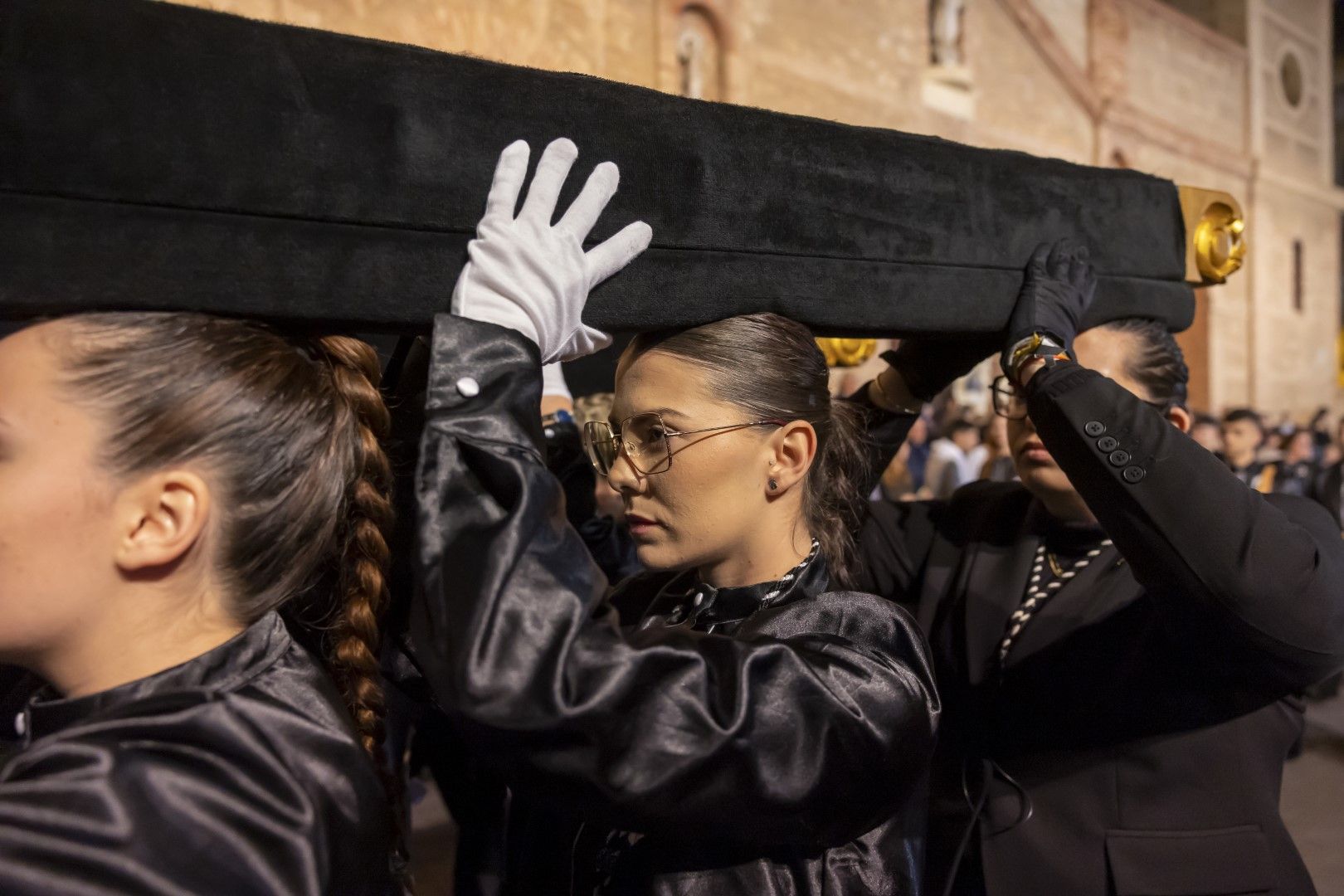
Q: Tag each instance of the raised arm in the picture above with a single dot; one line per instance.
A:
(1266, 571)
(1257, 579)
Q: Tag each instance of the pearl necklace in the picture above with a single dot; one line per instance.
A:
(1038, 592)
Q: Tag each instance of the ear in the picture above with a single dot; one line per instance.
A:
(795, 446)
(1179, 418)
(160, 519)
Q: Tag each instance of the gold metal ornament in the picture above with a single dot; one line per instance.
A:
(847, 353)
(1215, 236)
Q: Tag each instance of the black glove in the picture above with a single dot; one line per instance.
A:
(567, 461)
(929, 366)
(1055, 293)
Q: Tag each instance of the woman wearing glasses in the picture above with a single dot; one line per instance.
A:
(1120, 635)
(753, 727)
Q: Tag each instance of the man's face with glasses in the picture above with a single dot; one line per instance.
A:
(687, 465)
(1099, 349)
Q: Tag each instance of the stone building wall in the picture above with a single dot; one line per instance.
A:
----------------------------------------
» Task statement
List the rows from their beginning through the line that contains "(1099, 349)" as a numbered list. Leave out the pictures and any blank lines.

» Completed task
1. Q: Tag each instance of the raised arm in the picture above with a single dot; one line per instance.
2. A:
3. (1266, 571)
4. (1257, 579)
5. Q: Tag each instance of the pearl necklace in the picture above with a single dot; one line per instance.
6. A:
7. (1038, 592)
8. Q: Tag each instance of the ear in the picture above with a single dot; one line per instance.
9. A:
10. (795, 446)
11. (1179, 418)
12. (160, 519)
13. Q: Tag each instance of the gold metal ornament in the picture above with a single dot; one line per instance.
14. A:
15. (847, 353)
16. (1215, 236)
17. Q: Tag each instance of the black glove in the picture above with a single dot; one line per instance.
18. A:
19. (567, 461)
20. (929, 366)
21. (1055, 293)
22. Q: Tag each instance of the woman wearing glasses in the picture above with a single dot; one line per instance.
23. A:
24. (1120, 635)
25. (753, 727)
26. Q: Tag each instance of the man's face with glasses in the picture above with a single dot; one line per instance.
27. A:
28. (687, 465)
29. (1099, 349)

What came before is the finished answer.